Can you set out the records below as a JSON list of strings, one string per line with blank lines omitted, starting at the very first line and stopping after the line that has "[(317, 505)]"? Leave the pictures out.

[A block of data]
-*-*-

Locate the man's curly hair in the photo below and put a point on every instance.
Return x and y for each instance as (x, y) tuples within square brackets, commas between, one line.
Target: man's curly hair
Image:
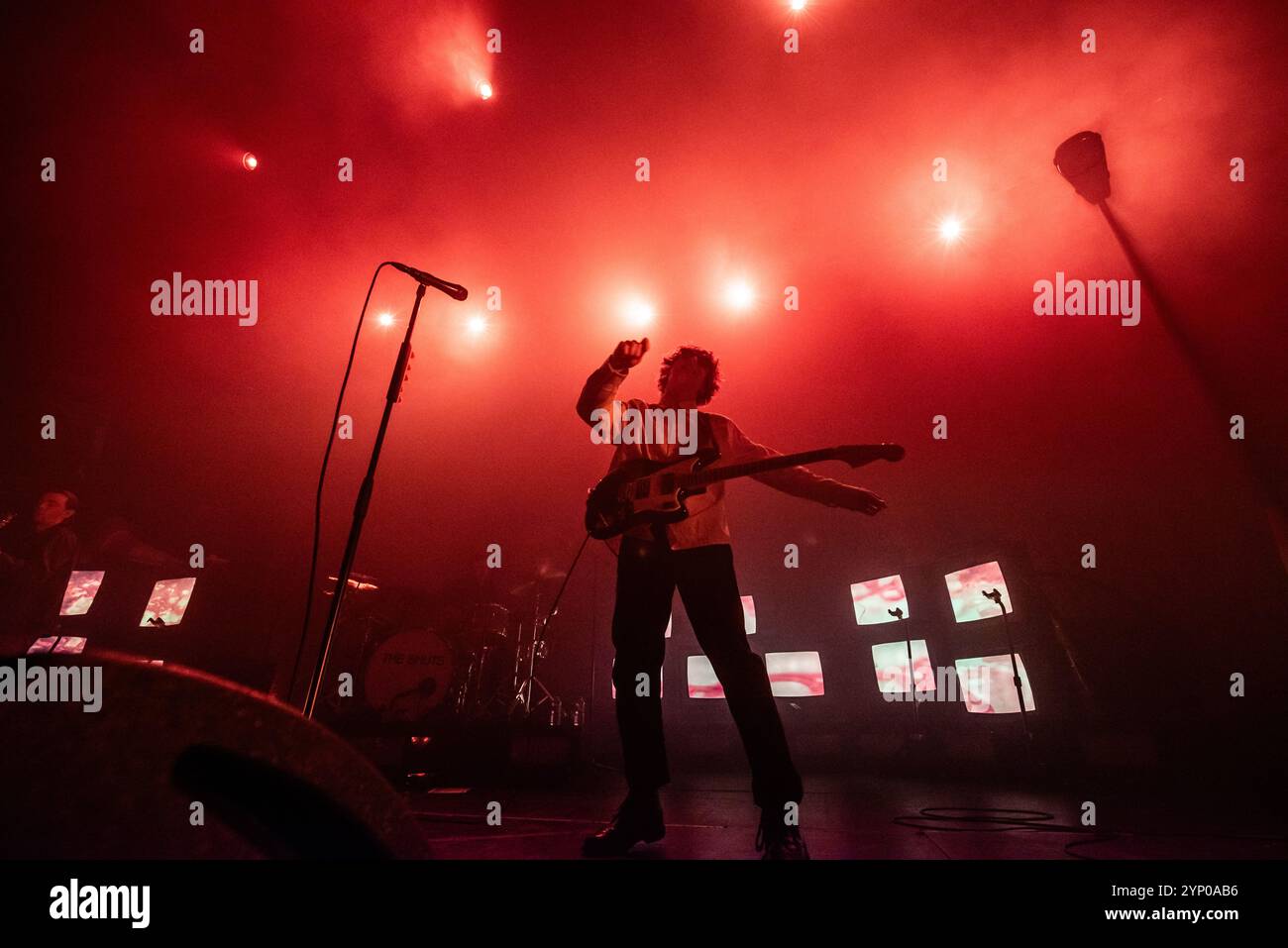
[(708, 361)]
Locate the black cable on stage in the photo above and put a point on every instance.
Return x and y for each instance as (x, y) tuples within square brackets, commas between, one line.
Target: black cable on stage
[(317, 505)]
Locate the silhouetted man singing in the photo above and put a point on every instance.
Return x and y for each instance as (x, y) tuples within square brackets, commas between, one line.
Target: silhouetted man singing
[(695, 557)]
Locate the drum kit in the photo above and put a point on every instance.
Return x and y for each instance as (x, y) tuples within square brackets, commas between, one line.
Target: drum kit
[(475, 662)]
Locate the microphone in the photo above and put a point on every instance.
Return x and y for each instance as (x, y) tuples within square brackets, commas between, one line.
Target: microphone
[(455, 290)]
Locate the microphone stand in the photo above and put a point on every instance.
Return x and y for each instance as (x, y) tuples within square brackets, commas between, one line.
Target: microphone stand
[(360, 507)]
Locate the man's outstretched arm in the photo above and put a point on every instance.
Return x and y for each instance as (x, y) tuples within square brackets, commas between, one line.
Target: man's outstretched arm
[(601, 385), (800, 481)]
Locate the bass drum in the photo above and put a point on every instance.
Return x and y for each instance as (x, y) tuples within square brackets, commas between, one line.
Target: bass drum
[(410, 675)]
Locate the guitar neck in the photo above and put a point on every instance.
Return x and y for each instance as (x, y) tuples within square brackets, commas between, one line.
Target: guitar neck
[(748, 468)]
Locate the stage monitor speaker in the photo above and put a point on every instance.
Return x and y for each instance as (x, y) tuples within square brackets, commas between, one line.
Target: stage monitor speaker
[(179, 764)]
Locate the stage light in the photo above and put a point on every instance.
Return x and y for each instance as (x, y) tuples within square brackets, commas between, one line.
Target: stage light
[(639, 313), (739, 294), (1081, 159)]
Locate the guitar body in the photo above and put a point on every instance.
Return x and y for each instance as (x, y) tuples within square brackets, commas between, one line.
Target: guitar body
[(642, 492)]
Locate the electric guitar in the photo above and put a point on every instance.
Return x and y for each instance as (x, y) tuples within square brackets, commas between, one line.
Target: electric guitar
[(643, 491)]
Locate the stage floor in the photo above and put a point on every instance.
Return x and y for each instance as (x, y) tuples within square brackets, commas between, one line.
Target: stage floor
[(711, 815)]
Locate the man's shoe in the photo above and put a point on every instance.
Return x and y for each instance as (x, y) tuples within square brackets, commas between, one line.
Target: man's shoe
[(780, 841), (634, 822)]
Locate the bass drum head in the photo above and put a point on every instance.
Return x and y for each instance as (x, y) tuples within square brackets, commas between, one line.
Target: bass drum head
[(410, 675)]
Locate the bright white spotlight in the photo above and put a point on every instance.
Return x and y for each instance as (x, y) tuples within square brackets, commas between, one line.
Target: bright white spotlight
[(949, 230), (739, 294), (639, 313)]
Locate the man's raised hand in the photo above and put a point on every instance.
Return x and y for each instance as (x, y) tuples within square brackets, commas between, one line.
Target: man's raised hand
[(627, 355)]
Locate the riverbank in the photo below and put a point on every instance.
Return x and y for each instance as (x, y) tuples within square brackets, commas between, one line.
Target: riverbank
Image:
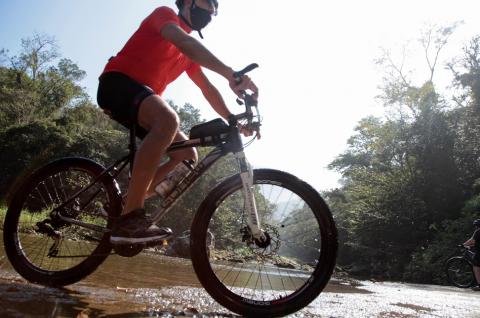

-*-*-

> ANSWER TO THIS TASK:
[
  "Locate the man's curly hair in the photo below and put a point on every instance.",
  "Return x and y for each instance as (x, y) tuples within square brackets, commas between, one line.",
  "Target: man's curly hair",
  "Image:",
  "[(708, 361)]",
  "Locate the black cable on stage in the photo above and put a point on every instance.",
  "Return x and y for each instance as (x, y) tuples within square brackets, commas between, one line.",
  "Target: black cable on stage",
  "[(317, 505)]"
]